Source information »
--- START ---

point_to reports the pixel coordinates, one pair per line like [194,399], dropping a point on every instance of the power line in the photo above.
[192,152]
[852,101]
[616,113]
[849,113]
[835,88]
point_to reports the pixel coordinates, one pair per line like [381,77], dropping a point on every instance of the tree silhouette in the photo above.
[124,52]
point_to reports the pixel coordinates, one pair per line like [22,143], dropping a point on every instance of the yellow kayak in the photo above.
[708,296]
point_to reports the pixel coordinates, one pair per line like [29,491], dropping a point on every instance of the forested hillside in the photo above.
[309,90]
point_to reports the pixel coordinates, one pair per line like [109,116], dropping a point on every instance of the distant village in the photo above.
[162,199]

--- END ---

What needs to be done » Reproduce the material while keeping each line exactly as it was written.

Result for this exercise »
point_to reports the pixel coordinates, one pair per line like [194,399], dropping a point on every instance of the power line in the photo above.
[192,152]
[852,101]
[616,113]
[849,113]
[835,88]
point_to reports the pixel coordinates, one pair per line like [381,77], dropping a point on every instance of the tree silhouette in the photo above.
[124,52]
point_to reports the pixel coordinates, one pair per line like [22,143], dropping a point on every instance of the yellow kayak in the photo above.
[708,296]
point_to reports the pixel coordinates, one pair per line like [29,491], dropping a point on every instance of the forested hillside in the photo above.
[309,90]
point_to reports the pixel coordinates, one pair per line like [109,116], dropping a point on every instance of the distant village in the photo above.
[162,199]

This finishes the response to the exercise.